● Exercise passage

■ ■ ■ ■ ■ ■ ■

Background: The movement of ions, particularly Ca2+, across the plasma membrane of neurons is regarded as an initial element of the development of ischemic neuronal damage. Because the mechanism by which lidocaine protects neurons against ischemia is unclear, the effects of lidocaine on the ischemia-induced membrane depolarization, histologic outcome, and the change in the intracellular Ca2+ concentration in the gerbil hippocampus were studied.
Methods: The changes in the direct-current potential shift in the hippocampal CA1 area produced by transient forebrain ischemia for 4 min were compared in animals given lidocaine (0.8 micromol administered intracerebroventricularly) 10 min before ischemia and those given saline. The histologic outcome was evaluated 7 days after ischemia by assessing delayed neuronal death in hippocampal CA1 pyramidal cells in these animals. In a second study, hypoxia-induced intracellular Ca2+ increases were evaluated by in vitro microfluorometry in gerbil hippocampal slices, and the effects of lidocaine (10, 50, and 100 microM) on the Ca2+ accumulation were examined. In addition, the effect of lidocaine (100 microM) drug perfusion with a Ca2+-free ischemia-like medium was investigated.
Results: The preischemic administration of lidocaine delayed the onset of the ischemia-induced membrane depolarization (anoxic depolarization) and reduced its maximal amplitude. The histologic outcome was improved by the preischemic treatment with lidocaine. The in vitro hypoxia-induced increase in the intracellular concentration of Ca2+ was suppressed by the perfusion with lidocaine-containing mediums (50 and 100 microM), regarding the initiation and the extent of the increase. The hypoxia-induced intracellular Ca2+ elevation in the Ca2+-free condition was similar to that in the Ca2+-containing condition. Perfusion with lidocaine (100 microM) inhibited this elevation in the Ca2+-free condition.
Conclusions: Lidocaine helps protect neurons from ischemia by suppressing the direct-current potential shift, by inhibiting the release of Ca2+ from the intracellular Ca2+ stores, and by inhibiting the influx from the extracellular space.

■ ■ ■ ■ ■ ■ ■

● Data extract
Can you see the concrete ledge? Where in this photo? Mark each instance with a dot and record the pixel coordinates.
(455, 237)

■ ■ ■ ■ ■ ■ ■

● What you will do
A) Decide whether each statement agrees with the lidocaine ischemia abstract, answering yes or no and quoting the deciding words: (i) Lidocaine was given intracerebroventricularly 10 min before ischemia. (ii) Histologic outcome was assessed 4 days after ischemia. (iii) In the Ca2+-free condition, the hypoxia-induced intracellular Ca2+ elevation was smaller than in the Ca2+-containing condition.
B) Reproduce verbatim the part of the lidocaine ischemia abstract that opens with the words "Methods: The changes" and closes with "medium was investigated.".

● Results for the exercise
A)
(i) Yes: "lidocaine (0.8 micromol administered intracerebroventricularly) 10 min before ischemia"
(ii) No: "The histologic outcome was evaluated 7 days after ischemia"
(iii) No: "The hypoxia-induced intracellular Ca2+ elevation in the Ca2+-free condition was similar to that in the Ca2+-containing condition."

B)
Methods: The changes in the direct-current potential shift in the hippocampal CA1 area produced by transient forebrain ischemia for 4 min were compared in animals given lidocaine (0.8 micromol administered intracerebroventricularly) 10 min before ischemia and those given saline. The histologic outcome was evaluated 7 days after ischemia by assessing delayed neuronal death in hippocampal CA1 pyramidal cells in these animals. In a second study, hypoxia-induced intracellular Ca2+ increases were evaluated by in vitro microfluorometry in gerbil hippocampal slices, and the effects of lidocaine (10, 50, and 100 microM) on the Ca2+ accumulation were examined. In addition, the effect of lidocaine (100 microM) drug perfusion with a Ca2+-free ischemia-like medium was investigated.